2.We note your disclosure that the sale of Fortitude Re is subject to a post-closing purchase price adjustment pursuant to which AIG will pay up to a maximum payment of $500 million to Fortitude Re for certain adverse development in property casualty related reserves that may occur on or prior to December 31, 2023. We also note your disclosure on page 298, that you believe the likelihood that you will have to make any material payments is remote and no material liabilities have been recorded. Please tell us the accounting guidance you considered in accounting for the post-closing purchase price adjustment and revise future filings to disclose your accounting policy, or tell us where it is disclosed.

 

AIG Response

 

In accordance with ASC 810-10-40-3A, the post-closing purchase price adjustment was determined to be a component of the consideration we received for the sale of Fortitude Group Holdings, LLC (“Fortitude Holdings”). A fair value was ascribed to this adjustment by AIG which reduced the overall consideration received and therefore was a component of the overall loss on the sale of Fortitude Holdings.

 

Upon deconsolidation of Fortitude Holdings, the post-closing purchase price adjustment is accounted for as a component of the reinsurance agreements with Fortitude Re. Accordingly, the post-closing purchase price adjustment is accounted for under ASC 944 Financial Services – Insurance.

 

In future filings, beginning with our Form 10-Q for the quarterly period ending June 30, 2021, we will revise our existing disclosures to incorporate this additional information. For the Staff’s convenience, we have underlined the changes we will make, specifically to our reinsurance note.

● **RECORDED DATA**
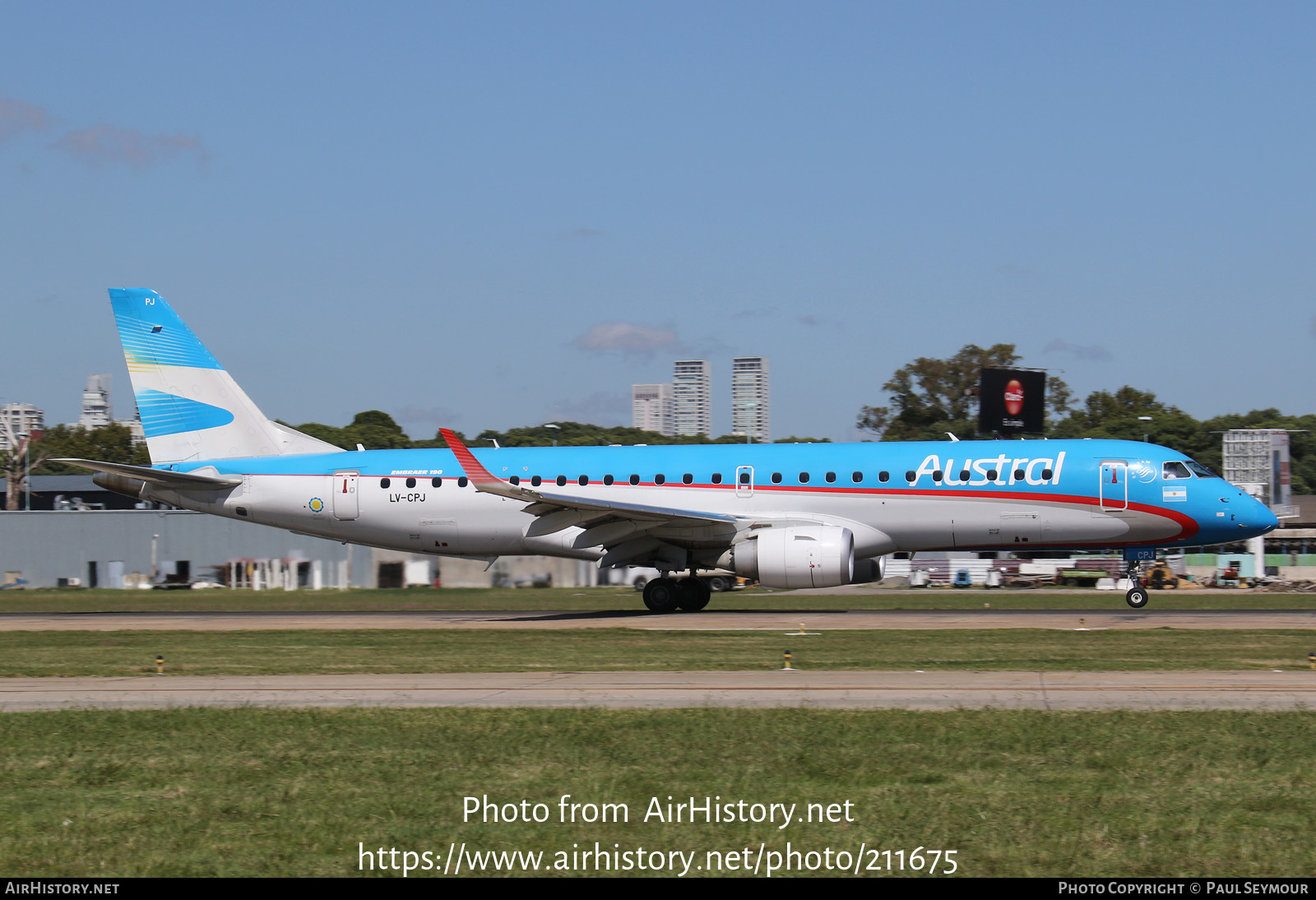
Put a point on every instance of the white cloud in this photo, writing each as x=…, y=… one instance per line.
x=111, y=144
x=627, y=337
x=17, y=116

● **LIST OF TASKS**
• a. Rewrite the passage on the Fortitude Re sale from the words "AIG Response" through the words "Services – Insurance.", changing "Fortitude Holdings" to "the Fortitude holding company".
• b. Name every company or business entity mentioned in the passage on the Fortitude Re sale.

● **EXERCISE ANSWERS**
• a.
AIG Response

 

In accordance with ASC 810-10-40-3A, the post-closing purchase price adjustment was determined to be a component of the consideration we received for the sale of Fortitude Group Holdings, LLC (“the Fortitude holding company”). A fair value was ascribed to this adjustment by AIG which reduced the overall consideration received and therefore was a component of the overall loss on the sale of the Fortitude holding company.

 

Upon deconsolidation of the Fortitude holding company, the post-closing purchase price adjustment is accounted for as a component of the reinsurance agreements with Fortitude Re. Accordingly, the post-closing purchase price adjustment is accounted for under ASC 944 Financial Services – Insurance.

• b.
- AIG
- Fortitude Re
- Fortitude Group Holdings, LLC (also called Fortitude Holdings)